**DESCRIPTION OF THE TASK:** Copy every one of the rows below verbatim, but leave the pictures out of your answer.

**MATERIAL FOR THIS EXERCISE:**

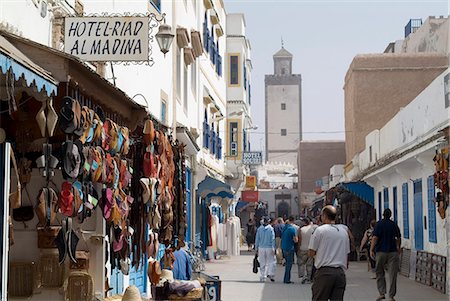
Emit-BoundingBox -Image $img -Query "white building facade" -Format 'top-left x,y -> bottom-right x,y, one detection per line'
345,70 -> 450,286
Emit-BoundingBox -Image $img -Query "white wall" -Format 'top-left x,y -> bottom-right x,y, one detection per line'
365,160 -> 447,256
356,69 -> 450,171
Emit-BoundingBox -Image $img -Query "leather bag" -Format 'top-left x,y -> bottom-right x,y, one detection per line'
37,226 -> 61,249
13,187 -> 34,222
9,148 -> 22,209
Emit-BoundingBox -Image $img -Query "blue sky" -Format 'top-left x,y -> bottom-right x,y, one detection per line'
224,0 -> 449,150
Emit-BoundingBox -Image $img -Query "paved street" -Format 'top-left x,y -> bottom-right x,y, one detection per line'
205,252 -> 448,301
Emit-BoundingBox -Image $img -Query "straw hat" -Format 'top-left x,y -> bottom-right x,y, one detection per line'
122,285 -> 142,301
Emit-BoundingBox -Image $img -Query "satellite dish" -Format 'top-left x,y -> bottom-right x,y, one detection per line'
41,0 -> 47,18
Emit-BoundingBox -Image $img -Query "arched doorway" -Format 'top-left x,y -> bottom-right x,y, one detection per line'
277,201 -> 291,219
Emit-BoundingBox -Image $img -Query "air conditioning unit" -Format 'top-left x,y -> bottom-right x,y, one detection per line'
230,142 -> 237,156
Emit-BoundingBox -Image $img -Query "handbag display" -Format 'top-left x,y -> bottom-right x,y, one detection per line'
37,226 -> 61,249
9,148 -> 22,209
13,187 -> 34,222
65,271 -> 94,301
39,251 -> 64,287
70,233 -> 89,271
253,253 -> 259,274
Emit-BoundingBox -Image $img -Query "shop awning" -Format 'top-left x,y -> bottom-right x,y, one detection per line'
340,181 -> 375,207
197,176 -> 234,199
0,35 -> 58,96
234,201 -> 251,213
177,126 -> 200,155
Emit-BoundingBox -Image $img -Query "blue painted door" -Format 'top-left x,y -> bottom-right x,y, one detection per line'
414,180 -> 423,250
392,186 -> 398,223
186,168 -> 192,241
130,260 -> 147,294
378,191 -> 383,220
383,188 -> 389,210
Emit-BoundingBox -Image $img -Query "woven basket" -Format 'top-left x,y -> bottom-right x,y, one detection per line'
169,287 -> 203,300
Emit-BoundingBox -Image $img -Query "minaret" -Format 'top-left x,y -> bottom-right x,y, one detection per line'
265,45 -> 302,166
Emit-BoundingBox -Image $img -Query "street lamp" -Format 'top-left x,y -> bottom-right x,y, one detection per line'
155,18 -> 175,57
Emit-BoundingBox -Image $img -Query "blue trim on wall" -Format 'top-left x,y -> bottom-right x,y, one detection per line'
402,183 -> 409,238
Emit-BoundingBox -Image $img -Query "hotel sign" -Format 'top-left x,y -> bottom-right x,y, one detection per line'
64,16 -> 150,62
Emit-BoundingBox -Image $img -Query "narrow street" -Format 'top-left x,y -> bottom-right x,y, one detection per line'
205,252 -> 448,301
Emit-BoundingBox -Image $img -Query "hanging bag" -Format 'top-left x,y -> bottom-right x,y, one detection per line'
13,183 -> 34,223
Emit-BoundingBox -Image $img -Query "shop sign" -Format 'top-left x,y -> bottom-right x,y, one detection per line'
245,176 -> 256,189
64,16 -> 150,62
242,152 -> 262,165
241,190 -> 259,202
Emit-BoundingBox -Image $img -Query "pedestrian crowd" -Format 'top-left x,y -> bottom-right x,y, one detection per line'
250,205 -> 401,301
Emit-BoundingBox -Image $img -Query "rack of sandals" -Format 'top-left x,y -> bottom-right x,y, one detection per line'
2,89 -> 187,300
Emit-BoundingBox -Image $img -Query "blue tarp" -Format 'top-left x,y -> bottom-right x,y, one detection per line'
197,176 -> 234,199
340,181 -> 375,207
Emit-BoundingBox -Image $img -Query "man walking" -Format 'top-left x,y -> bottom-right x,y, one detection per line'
297,217 -> 317,284
308,205 -> 350,301
281,216 -> 298,283
370,208 -> 401,301
255,216 -> 275,282
273,217 -> 284,264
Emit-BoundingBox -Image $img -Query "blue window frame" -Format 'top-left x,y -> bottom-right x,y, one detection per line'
427,176 -> 437,243
392,186 -> 398,223
186,168 -> 192,241
383,188 -> 389,210
378,191 -> 383,220
203,12 -> 209,53
402,183 -> 409,239
210,129 -> 216,156
413,179 -> 425,250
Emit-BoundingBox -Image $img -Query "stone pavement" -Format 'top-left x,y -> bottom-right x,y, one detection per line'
205,252 -> 449,301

**SOLUTION TO THIS PROBLEM:**
Emit-BoundingBox -Image $img -Query "white building facade" -Format 'top-left x,y -> bottom-right x,y, one detection per line'
345,70 -> 450,286
Emit-BoundingBox -Image $img -Query "white wall" -Format 'top-left x,y -> bottom-right x,y, one detection per line'
365,160 -> 447,256
356,69 -> 450,171
Emit-BoundingBox -Image $img -Query "leather bag" -Format 'top-left x,y -> bottom-right x,y, one detection per line'
37,226 -> 61,249
13,187 -> 34,222
9,148 -> 22,209
Emit-BoundingBox -Image $img -Query "blue sky" -Format 'top-left x,y -> bottom-right x,y, one detection per line'
224,0 -> 449,150
Emit-BoundingBox -Image $img -Query "paved street" -Format 'top-left x,y -> bottom-right x,y, one detection per line'
205,252 -> 448,301
Emit-BoundingBox -Image $img -Query "straw hat" -Format 'top-left x,y -> bottom-right x,y, one detection per line'
122,285 -> 142,301
Emit-BoundingBox -Image $img -Query "satellite dish" -Format 'top-left x,y -> bottom-right x,y, one detection per line'
41,0 -> 47,18
Emit-BoundingBox -Image $img -Query "arched doorway" -Format 'top-left x,y -> bottom-right x,y, one detection per line'
277,201 -> 291,219
Emit-BoundingBox -Image $img -Query "air conditioning unit" -Format 'top-left x,y -> bottom-right x,y, one detection per line'
230,142 -> 237,156
Emit-BoundingBox -Image $img -Query "handbag display" -Format 'top-left x,y -> bottom-right x,y, one detection per line'
37,226 -> 61,249
9,148 -> 22,209
13,187 -> 34,222
65,271 -> 94,301
39,251 -> 64,287
70,233 -> 89,271
253,253 -> 259,274
Emit-BoundingBox -Image $img -Query "shop awning" -Format 'top-left x,y -> bottom-right x,y, one detection per line'
340,181 -> 375,207
197,176 -> 234,199
0,35 -> 58,96
234,201 -> 251,213
177,126 -> 200,155
Emit-BoundingBox -Image $img -Query "blue painted door" -Format 'top-left x,y -> bottom-right x,y, one detection per line'
414,180 -> 423,250
392,186 -> 398,223
186,168 -> 192,241
130,260 -> 147,294
378,191 -> 383,220
383,188 -> 389,210
Emit-BoundingBox -Image $img -Query "woven basket" -Format 'top-left x,y -> bottom-right x,y, one detection per line'
169,287 -> 203,300
Emit-BoundingBox -Image $img -Query "minaret" -Format 'top-left x,y -> bottom-right x,y, one detection per line'
265,45 -> 302,166
Emit-BoundingBox -Image $img -Query "street lamp" -Format 'top-left x,y -> bottom-right x,y, one detection per line'
155,18 -> 175,57
Emit-BoundingBox -Image $img -Query "blue trim on wall" -Format 'top-left x,y -> bottom-right x,y, one detection per line'
402,183 -> 409,238
Emit-BoundingBox -Image $img -Query "hotel sign" -Format 'top-left x,y -> bottom-right x,y, one detection per line'
64,16 -> 150,62
Emit-BoundingBox -Image $img -Query "narrow street" -Format 'top-left x,y -> bottom-right x,y, one detection per line'
205,252 -> 448,301
Emit-BoundingBox -Image $img -Query "hanging bag" -Format 'top-left x,y -> bottom-right x,y, one detection per line'
13,183 -> 34,223
Emit-BoundingBox -Image $img -Query "shop sign" -Format 'top-left x,y -> bottom-right x,y, one detection per line'
245,176 -> 256,189
64,16 -> 150,62
242,152 -> 262,165
241,190 -> 259,202
Emit-BoundingBox -Image $img -Query "pedestrian crowd" -Format 'top-left x,y -> bottom-right x,y, one detection per line'
250,205 -> 401,301
Emit-BoundingBox -Image $img -Query "rack of sandals" -Format 'top-left x,y -> bottom-right x,y, one detection per line'
2,89 -> 187,300
Emit-BoundingBox -Image $img -Query "blue tarp" -Format 'top-left x,y -> bottom-right x,y, one detection per line'
197,176 -> 234,199
340,181 -> 375,207
Emit-BoundingBox -Image $img -Query "man walking" -Format 'top-left x,y -> bottom-right x,y, one detection per line'
297,217 -> 317,284
308,205 -> 350,301
281,216 -> 298,283
370,208 -> 401,301
255,216 -> 275,282
273,217 -> 284,264
Emit-BoundingBox -Image $img -Query "blue window frame" -Format 'top-left x,y -> bottom-right x,y, one detection per line'
427,176 -> 437,243
392,186 -> 398,223
186,168 -> 192,241
383,188 -> 389,210
378,191 -> 383,220
203,12 -> 209,53
402,183 -> 409,239
210,129 -> 216,156
413,179 -> 425,250
Emit-BoundingBox -Image $img -Query "stone pavement" -Format 'top-left x,y -> bottom-right x,y, one detection per line'
205,252 -> 449,301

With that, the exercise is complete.